• _DATA SUPPLIED_:
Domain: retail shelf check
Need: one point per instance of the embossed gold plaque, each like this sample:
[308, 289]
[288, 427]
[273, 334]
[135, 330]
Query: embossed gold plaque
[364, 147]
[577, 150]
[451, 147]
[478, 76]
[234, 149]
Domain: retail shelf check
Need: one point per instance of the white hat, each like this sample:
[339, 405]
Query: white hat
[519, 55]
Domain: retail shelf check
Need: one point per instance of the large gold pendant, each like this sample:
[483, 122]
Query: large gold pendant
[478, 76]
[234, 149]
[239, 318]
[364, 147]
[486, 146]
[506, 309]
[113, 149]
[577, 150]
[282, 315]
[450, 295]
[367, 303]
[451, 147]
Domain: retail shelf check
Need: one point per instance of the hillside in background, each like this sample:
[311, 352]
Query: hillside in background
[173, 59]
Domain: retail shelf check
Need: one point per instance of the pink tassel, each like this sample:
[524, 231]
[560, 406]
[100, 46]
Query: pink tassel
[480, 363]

• _PROMPT_: Reproduce every one of the lines above without changing anything.

• _SOLUTION TO THE EXERCISE_:
Domain: retail shelf check
Need: one point per instance of the embossed gold plaque, each like this sample:
[308, 289]
[288, 427]
[273, 334]
[135, 330]
Query: embossed gold plaque
[364, 147]
[577, 150]
[451, 147]
[478, 76]
[234, 149]
Domain: retail shelf check
Need: one point per instance of the white hat, each like this sample:
[339, 405]
Query: white hat
[519, 55]
Domain: retail shelf check
Need: one point per instance of the large gold pendant, each like this sample:
[483, 122]
Query: large gold pendant
[478, 76]
[234, 149]
[239, 318]
[364, 147]
[486, 146]
[506, 309]
[113, 149]
[577, 150]
[282, 315]
[450, 295]
[367, 303]
[451, 147]
Domain: retail shelf check
Need: one point per instance of the hillside in background, each like this sample:
[311, 352]
Query: hillside in background
[173, 59]
Domain: retail shelf check
Need: one point per instance of the pink tassel, each like this sample:
[524, 231]
[560, 406]
[100, 46]
Query: pink tassel
[480, 363]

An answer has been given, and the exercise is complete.